WORK INSTRUCTIONS
Reproduce each of the following records line for line, keeping every word and number unchanged.
------------------------
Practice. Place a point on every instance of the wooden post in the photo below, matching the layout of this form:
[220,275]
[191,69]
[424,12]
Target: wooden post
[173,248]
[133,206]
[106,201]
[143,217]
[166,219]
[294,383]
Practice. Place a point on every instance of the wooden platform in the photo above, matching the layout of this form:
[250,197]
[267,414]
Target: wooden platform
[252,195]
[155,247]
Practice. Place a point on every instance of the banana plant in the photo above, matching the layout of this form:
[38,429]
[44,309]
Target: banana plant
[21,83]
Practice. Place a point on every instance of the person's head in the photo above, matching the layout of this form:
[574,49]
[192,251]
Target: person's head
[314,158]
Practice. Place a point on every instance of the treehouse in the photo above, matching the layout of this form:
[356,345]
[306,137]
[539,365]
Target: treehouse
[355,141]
------------------------
THE ANSWER
Practice. Place a point on every instance of the wooden post in the photo below, matching the layout of this form:
[220,275]
[191,69]
[424,12]
Target: wooden post
[173,248]
[133,206]
[106,201]
[143,217]
[166,219]
[294,383]
Practice. Place a point on every instance of the wooden platform in the photo above, matching the layout of this form:
[250,197]
[267,414]
Target: wooden platform
[252,195]
[155,247]
Practice. Place a point on every instance of the banana plant in the photo above, matching the layout of this form:
[38,429]
[44,309]
Target: banana plant
[21,83]
Practice. Place a point on every instance of the person's head in the photo above, matching the layout of this form:
[574,49]
[192,251]
Target: person's head
[314,158]
Practice. Place a point on every instance of the treehouse in the photo above, matching the layout of this form:
[356,345]
[306,137]
[539,365]
Target: treehouse
[355,141]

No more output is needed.